Go over these records and count the lines with the string "bare" in them; the count is all that should be returned.

═══

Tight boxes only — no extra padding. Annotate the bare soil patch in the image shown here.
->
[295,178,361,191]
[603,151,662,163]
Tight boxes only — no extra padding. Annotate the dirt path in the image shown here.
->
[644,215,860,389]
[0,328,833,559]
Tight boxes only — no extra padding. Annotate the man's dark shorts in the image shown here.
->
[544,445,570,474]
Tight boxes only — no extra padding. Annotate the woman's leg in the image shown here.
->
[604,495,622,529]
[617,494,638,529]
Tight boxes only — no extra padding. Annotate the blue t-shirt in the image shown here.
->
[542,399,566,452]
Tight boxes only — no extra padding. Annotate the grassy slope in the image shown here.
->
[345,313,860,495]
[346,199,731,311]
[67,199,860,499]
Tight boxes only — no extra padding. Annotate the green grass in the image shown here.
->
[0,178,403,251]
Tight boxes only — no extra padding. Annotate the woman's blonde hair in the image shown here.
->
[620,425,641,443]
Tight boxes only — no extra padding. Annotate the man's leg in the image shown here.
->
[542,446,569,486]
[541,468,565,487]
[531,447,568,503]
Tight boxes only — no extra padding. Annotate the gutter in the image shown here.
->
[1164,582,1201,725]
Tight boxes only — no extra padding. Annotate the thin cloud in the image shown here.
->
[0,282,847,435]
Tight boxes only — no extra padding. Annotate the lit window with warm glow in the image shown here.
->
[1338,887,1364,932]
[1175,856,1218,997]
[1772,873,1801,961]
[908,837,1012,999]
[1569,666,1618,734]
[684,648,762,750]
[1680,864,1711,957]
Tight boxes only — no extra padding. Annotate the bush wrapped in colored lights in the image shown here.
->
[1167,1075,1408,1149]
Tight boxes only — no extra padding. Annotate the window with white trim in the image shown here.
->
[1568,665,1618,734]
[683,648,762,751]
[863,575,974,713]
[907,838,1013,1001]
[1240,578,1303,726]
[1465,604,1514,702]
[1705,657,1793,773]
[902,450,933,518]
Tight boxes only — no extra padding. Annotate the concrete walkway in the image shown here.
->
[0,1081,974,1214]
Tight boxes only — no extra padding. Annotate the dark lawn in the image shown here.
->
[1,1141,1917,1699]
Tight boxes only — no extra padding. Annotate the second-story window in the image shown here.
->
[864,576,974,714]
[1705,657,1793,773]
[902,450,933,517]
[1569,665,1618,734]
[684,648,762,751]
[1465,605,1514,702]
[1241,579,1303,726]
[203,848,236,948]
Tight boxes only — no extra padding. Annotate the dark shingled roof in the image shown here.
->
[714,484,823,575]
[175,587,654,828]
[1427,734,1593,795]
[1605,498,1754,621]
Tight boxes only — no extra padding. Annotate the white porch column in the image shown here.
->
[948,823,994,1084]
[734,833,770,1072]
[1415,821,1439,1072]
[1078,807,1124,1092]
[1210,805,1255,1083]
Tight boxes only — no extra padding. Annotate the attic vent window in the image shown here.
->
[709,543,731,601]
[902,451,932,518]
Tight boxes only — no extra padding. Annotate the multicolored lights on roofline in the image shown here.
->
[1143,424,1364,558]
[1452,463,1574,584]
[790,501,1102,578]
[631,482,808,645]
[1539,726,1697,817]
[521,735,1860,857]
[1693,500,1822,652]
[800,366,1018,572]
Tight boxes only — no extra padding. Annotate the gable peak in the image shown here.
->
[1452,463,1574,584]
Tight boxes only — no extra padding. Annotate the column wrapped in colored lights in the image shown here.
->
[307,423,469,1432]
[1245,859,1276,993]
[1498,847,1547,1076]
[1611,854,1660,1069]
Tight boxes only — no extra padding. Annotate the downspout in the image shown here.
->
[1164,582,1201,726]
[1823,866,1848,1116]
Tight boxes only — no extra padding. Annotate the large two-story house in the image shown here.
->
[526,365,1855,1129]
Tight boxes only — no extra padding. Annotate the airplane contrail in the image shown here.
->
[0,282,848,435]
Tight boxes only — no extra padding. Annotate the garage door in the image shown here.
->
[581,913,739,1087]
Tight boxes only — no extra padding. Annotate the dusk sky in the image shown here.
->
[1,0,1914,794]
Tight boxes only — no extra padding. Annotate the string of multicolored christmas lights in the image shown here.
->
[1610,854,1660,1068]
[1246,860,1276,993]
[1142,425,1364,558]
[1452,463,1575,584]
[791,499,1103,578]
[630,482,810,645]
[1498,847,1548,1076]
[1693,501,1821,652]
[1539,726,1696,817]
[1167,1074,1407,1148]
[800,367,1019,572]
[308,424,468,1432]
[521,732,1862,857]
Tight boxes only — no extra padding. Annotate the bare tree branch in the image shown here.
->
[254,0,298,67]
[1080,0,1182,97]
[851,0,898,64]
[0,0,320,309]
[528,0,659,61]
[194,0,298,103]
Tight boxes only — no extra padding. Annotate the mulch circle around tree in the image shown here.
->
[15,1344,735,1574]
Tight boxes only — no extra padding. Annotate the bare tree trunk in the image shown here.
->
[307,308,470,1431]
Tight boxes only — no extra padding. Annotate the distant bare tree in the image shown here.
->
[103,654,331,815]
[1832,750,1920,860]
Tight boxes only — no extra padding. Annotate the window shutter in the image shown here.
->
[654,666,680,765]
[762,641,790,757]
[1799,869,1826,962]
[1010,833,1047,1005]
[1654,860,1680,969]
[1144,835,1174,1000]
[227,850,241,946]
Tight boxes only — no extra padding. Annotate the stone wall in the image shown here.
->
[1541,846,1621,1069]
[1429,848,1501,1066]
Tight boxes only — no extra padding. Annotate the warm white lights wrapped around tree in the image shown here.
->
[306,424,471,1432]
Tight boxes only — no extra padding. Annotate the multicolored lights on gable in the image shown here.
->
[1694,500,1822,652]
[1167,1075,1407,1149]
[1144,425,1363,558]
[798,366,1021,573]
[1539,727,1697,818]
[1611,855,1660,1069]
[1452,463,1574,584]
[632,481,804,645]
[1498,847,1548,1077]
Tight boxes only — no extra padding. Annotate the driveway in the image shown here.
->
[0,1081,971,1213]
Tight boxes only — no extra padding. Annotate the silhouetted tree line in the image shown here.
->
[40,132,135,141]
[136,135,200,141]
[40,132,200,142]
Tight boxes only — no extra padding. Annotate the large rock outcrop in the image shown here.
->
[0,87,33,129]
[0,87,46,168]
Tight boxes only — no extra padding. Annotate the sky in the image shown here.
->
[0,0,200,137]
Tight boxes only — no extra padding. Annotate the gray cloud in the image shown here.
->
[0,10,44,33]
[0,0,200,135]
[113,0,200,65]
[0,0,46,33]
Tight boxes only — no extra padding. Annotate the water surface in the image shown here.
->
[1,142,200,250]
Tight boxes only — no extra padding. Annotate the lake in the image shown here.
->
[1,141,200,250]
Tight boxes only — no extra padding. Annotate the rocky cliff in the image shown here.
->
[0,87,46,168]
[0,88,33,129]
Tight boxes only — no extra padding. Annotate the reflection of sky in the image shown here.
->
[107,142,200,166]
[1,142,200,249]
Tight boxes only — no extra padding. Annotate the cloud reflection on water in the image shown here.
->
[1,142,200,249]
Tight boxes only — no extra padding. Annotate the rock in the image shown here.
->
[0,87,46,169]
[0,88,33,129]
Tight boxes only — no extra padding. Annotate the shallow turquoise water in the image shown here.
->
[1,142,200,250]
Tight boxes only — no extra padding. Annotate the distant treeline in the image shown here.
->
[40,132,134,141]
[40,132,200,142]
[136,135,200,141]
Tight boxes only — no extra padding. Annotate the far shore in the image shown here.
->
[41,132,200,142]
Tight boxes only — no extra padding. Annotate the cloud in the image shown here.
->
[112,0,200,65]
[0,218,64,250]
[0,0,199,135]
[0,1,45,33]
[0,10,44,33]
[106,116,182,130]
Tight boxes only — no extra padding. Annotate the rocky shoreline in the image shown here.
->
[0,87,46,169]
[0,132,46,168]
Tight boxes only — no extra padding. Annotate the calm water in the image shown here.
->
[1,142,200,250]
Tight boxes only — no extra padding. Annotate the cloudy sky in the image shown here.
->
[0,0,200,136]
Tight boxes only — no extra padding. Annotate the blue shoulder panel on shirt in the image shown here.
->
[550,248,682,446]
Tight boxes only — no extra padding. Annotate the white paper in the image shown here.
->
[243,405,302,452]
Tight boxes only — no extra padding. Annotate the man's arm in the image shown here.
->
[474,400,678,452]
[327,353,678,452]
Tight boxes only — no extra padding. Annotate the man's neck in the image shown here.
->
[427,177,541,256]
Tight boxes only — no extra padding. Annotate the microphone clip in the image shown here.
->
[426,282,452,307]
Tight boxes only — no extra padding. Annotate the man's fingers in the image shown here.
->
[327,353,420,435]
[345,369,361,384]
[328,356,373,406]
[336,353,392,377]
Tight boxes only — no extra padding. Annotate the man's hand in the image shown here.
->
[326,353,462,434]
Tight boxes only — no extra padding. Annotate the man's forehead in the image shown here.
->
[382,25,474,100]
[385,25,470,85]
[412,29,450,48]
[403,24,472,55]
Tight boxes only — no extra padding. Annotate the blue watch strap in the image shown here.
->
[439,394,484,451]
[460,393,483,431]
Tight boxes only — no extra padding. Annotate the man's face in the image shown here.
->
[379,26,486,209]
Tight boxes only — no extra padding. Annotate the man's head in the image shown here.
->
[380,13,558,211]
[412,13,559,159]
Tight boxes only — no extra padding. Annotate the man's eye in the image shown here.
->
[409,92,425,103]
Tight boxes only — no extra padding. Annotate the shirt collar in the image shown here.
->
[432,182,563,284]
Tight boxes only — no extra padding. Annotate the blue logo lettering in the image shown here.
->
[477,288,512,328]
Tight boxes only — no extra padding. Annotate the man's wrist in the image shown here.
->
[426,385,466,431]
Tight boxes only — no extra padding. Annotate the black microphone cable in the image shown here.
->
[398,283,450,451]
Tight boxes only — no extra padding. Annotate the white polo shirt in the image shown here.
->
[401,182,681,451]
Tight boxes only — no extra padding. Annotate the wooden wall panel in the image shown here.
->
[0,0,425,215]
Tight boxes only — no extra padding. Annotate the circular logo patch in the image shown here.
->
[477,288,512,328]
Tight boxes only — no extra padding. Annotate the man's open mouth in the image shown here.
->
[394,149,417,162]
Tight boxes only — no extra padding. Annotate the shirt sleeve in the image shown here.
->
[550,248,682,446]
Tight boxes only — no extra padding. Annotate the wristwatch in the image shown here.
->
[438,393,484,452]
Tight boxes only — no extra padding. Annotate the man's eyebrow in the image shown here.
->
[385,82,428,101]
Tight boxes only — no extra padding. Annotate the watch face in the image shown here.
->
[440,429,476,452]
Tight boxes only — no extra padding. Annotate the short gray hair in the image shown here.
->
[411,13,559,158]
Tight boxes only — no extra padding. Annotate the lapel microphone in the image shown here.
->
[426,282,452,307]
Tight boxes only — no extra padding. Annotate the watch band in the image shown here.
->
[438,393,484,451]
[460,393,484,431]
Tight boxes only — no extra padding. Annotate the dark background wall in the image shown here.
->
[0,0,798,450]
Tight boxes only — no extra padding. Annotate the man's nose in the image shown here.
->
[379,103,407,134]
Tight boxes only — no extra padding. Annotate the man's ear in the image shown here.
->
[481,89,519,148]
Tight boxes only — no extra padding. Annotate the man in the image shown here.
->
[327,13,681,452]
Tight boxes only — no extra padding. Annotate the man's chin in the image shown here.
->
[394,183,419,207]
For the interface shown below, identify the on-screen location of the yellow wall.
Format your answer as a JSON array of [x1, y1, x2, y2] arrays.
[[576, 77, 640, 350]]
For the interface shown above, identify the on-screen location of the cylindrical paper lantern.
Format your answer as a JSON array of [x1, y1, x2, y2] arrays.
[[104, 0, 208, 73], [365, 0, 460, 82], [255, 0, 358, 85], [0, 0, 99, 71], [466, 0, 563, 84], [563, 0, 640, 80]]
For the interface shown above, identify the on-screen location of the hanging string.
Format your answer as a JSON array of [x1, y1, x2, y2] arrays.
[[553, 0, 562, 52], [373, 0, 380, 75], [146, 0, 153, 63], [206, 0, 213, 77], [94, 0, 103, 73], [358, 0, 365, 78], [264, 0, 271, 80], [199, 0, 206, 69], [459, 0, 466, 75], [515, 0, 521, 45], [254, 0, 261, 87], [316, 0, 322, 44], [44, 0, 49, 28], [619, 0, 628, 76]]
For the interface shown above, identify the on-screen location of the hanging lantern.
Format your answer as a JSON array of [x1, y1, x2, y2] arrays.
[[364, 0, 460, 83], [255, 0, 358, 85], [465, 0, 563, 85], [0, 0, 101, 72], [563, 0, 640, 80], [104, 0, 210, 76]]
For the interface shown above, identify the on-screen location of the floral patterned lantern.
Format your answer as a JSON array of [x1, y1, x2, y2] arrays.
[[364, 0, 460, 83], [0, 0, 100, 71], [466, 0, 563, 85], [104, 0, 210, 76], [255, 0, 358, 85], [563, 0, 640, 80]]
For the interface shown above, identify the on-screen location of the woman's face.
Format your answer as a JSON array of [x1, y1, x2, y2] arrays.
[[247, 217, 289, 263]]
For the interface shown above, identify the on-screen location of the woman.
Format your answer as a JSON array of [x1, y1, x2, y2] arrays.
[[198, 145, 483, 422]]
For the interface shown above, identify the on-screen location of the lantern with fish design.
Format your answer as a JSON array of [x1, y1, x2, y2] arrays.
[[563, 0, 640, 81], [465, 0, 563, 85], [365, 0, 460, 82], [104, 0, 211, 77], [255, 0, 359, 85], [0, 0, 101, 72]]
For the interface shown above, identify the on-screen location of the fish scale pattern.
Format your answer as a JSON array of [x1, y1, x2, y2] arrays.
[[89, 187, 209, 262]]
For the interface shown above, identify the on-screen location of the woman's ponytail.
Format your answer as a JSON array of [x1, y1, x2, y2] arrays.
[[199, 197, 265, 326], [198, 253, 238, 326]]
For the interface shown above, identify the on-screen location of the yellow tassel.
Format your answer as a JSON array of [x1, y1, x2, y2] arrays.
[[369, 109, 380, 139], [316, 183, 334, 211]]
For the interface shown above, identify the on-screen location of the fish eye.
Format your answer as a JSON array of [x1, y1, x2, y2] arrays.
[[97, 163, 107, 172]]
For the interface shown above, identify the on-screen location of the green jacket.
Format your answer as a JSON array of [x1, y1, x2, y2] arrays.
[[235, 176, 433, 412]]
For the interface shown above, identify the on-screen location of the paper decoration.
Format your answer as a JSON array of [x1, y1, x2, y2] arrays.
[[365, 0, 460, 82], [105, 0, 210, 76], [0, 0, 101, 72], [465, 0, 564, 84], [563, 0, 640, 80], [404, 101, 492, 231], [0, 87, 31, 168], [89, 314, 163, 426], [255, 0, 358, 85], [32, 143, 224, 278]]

═══

— Exercise solution —
4